═════ TEXTE EXTRAIT

Nul ne peut se prévaloir d’une virginté intacte
Le coup d’Etat du 21 mars a eu le mérite de réorganiser la classe politique et les organisations de la société civile en différents regroupements fichés Droite libérale, Gauche radicale, Centre, Modéré. Mais le clivage le plus radical s’est fait autour du coup d’Etat avec les anti junte (Front uni pour la sauvegarde de la démocratie et de la République, FDR) et les pro junte (Coordination des organisations patriotiques du Mali, Copam). Au milieu de ces radicaux s’interposent les regroupements Convention pour sauver le Mali (Csm), Alliance des patriotes démocrates pour une sortie de crise (Apds) et IBK-Mali 2012. Chacun de ces cinq regroupements fait siens les objectifs du Cnrdre: redresser la démocratie et restaurer l’Etat pour une meilleure gestion de la crise dans nord. Pris comme entité, aucun de ces regroupements n’est exempt de handicap, ne peut se prévaloir d’une virginité intacte pour mériter de figurer dans les organes de la transition.
La Copam et son animateur
La Copam a comme animateur le plus influent l’un des membres fondateurs du parti Sadi et du Mouvement populaire de soutien au 22 mars (MP 22). Il s’agit d’Oumar Mariko qui a longtemps rêvé de jouer les premiers rôles aux côtés du capitaine Sanogo qu’ils ont échoué à imposer comme chef de la transition. Le député ne pardonne pas au chef des putschistes d’avoir choisi la voie de la sagesse en cédant aux pressions internes et externes, et en acceptant un Premier ministre imposé par le médiateur dans la crise malienne. Il ne pardonne pas non plus à celui-ci, Cheick Modibo Diarra, d’avoir formé un gouvernement sans consulter ou associer le Mp22 ou la Copam. C’est que l’actuel chef du gouvernement était dans une logique d’hommes neufs et propres. Et ne pouvait pas ignorer que les partis Sadi et Bara, tous deux membres de la Copam, ont un passé et un passif. La Sadi n’a pas craché dans la soupe consensuelle quand son président, Cheick Oumar Cissoko, a été invité dans le gouvernement de consensus (de complicité collective) du général Amadou Toumani Touré. Avant lui, Yoro Diakité, président du Bara, a été un des ministres Cnid dans un gouvernement d’Alpha Oumar Konaré. En plus, il a longtemps convoité en vain une chaise autour de la table consensuelle d’ATT avant de virer dans l’opposition.
Le Fdr et ses quatre moteurs principaux
Les quatre moteurs principaux du Fdr sont le Pasj, l’Urd, le Pdes et le Parena. Les deux premiers appartiennent à la grande famille Adema et, à ce titre, ont géré le pays directement et totalitairement de 1992 à 2002 avant de s’inviter avec succès au festin consensuel offert par ATT et le Pdes pour enterrer la démocratie. Quant au «Bélier blanc» du Parena, avant de brouter pendant longtemps l’herbe consensuelle des pâturages de Koulouba, l’Adema lui avait aménagé un enclos spécial, le ministère des Zones arides et semi arides, dans lequel personne ne l’a jamais entendu bêler.

══════════
═════ ENREGISTREMENTS FOURNIS

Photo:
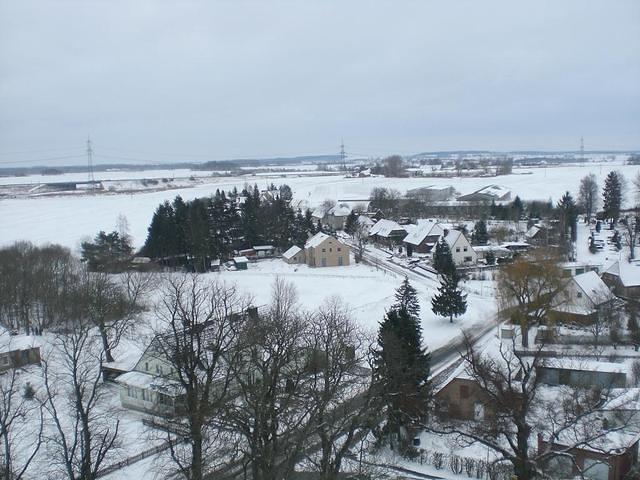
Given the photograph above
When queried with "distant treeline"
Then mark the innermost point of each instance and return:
(214, 227)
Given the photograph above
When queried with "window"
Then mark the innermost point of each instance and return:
(464, 391)
(595, 469)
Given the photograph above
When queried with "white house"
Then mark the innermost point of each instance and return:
(461, 249)
(583, 295)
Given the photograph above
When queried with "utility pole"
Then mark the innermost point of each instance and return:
(90, 162)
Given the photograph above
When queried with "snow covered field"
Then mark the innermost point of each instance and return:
(66, 220)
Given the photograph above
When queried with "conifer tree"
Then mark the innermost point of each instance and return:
(480, 235)
(407, 299)
(401, 369)
(612, 196)
(449, 301)
(442, 258)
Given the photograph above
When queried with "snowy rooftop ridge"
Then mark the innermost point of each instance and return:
(383, 228)
(293, 251)
(316, 240)
(593, 286)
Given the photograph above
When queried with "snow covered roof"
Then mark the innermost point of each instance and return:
(593, 286)
(585, 365)
(629, 272)
(150, 382)
(12, 343)
(340, 210)
(366, 221)
(383, 228)
(452, 237)
(316, 240)
(264, 247)
(292, 252)
(422, 231)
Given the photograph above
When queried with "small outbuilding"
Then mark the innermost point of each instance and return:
(241, 263)
(294, 255)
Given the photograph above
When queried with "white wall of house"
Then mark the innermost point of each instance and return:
(462, 252)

══════════

▶ CONSIGNE
D'après le texte sur les regroupements politiques maliens, quels sont les quatre moteurs principaux du Fdr ?

▶ RÉPONSE
Les quatre moteurs principaux du Fdr sont le Pasj, l'Urd, le Pdes et le Parena.